===== DATA EXTRACTS =====

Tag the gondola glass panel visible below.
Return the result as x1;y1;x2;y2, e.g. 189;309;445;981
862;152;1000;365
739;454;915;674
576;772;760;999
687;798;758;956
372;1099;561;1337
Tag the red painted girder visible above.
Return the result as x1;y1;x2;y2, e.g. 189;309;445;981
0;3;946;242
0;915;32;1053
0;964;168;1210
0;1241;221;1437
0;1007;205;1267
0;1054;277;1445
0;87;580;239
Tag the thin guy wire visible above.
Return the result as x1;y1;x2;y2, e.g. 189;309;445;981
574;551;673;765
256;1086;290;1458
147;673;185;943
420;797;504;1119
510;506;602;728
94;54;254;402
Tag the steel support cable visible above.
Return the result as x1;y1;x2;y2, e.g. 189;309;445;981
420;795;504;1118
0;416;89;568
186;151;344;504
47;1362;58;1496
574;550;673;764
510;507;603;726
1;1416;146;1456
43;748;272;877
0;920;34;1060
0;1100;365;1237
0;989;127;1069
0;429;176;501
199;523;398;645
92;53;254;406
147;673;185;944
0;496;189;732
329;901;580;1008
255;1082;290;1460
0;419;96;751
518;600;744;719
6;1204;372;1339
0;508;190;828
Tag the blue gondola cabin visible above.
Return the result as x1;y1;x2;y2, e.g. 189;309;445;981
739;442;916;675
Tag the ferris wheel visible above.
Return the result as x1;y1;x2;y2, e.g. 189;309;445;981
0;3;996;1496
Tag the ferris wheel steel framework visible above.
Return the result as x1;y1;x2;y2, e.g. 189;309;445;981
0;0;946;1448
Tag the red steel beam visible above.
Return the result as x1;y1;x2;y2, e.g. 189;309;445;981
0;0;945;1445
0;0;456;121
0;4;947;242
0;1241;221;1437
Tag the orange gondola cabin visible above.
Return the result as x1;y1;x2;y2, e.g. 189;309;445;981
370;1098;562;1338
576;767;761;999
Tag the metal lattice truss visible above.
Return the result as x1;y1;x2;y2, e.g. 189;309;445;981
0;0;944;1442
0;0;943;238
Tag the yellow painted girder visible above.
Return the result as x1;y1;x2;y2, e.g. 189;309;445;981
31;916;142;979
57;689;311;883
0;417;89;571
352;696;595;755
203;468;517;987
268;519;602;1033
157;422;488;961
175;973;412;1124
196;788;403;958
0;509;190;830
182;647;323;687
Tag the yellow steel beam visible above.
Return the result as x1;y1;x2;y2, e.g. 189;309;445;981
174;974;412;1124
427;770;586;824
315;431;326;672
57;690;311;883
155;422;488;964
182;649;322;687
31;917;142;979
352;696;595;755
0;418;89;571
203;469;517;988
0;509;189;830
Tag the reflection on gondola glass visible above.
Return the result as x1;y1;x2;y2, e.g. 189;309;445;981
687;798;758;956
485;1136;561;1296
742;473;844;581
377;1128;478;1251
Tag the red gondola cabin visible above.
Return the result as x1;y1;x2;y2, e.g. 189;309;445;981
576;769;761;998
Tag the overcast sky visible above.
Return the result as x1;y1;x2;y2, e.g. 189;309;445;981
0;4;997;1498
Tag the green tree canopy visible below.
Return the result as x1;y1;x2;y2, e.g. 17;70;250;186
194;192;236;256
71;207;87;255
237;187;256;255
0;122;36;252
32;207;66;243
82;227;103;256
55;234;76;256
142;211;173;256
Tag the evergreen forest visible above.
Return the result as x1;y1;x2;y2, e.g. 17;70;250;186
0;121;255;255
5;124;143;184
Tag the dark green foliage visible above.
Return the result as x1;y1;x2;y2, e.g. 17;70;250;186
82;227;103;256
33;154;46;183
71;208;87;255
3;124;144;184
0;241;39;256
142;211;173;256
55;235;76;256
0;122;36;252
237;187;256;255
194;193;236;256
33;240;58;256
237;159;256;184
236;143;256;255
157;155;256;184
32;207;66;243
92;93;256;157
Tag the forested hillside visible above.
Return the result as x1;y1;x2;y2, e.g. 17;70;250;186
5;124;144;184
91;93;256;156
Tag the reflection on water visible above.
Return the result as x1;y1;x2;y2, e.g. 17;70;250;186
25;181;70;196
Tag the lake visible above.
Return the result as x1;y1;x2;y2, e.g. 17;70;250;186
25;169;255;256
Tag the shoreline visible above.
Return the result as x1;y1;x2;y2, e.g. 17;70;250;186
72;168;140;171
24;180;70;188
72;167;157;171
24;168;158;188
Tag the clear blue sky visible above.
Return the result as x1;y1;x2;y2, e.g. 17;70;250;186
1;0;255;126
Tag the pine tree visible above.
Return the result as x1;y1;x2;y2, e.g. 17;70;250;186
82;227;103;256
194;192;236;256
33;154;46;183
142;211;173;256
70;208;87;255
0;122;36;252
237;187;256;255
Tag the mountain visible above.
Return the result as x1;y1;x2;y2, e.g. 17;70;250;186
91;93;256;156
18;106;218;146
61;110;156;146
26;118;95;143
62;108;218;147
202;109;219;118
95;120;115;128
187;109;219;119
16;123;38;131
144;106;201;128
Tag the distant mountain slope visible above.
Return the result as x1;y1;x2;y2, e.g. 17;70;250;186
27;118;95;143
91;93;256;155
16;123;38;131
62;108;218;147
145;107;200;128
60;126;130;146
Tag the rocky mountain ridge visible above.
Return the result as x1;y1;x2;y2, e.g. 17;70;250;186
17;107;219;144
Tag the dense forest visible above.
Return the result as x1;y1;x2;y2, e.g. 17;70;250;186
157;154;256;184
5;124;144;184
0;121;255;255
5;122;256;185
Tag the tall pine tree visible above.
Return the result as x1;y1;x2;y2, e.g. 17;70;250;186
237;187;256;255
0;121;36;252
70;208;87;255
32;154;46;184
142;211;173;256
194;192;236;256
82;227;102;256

=====

[WHAT IS BEING ASKED] Please reproduce, exactly as they appear above, the lines from the line containing "Tag the forested hillside visible above." up to and including the line containing "Tag the pine tree visible above.".

[ANSWER BOX]
Tag the forested hillside visible above.
Return the result as x1;y1;x2;y2, e.g. 17;70;250;186
5;124;144;184
91;93;256;156
Tag the reflection on water visible above.
Return the result as x1;y1;x2;y2, e.g. 17;70;250;186
25;181;70;196
Tag the lake visible above.
Return the result as x1;y1;x2;y2, e.g. 17;70;250;186
25;169;255;256
Tag the shoreline visible above.
Return the result as x1;y1;x2;y2, e.g. 17;70;250;186
72;168;140;171
24;180;70;188
72;167;157;171
24;168;158;188
Tag the clear blue sky visible above.
Return the result as x1;y1;x2;y2, e.g. 17;70;250;186
1;0;255;126
Tag the pine tree visible above.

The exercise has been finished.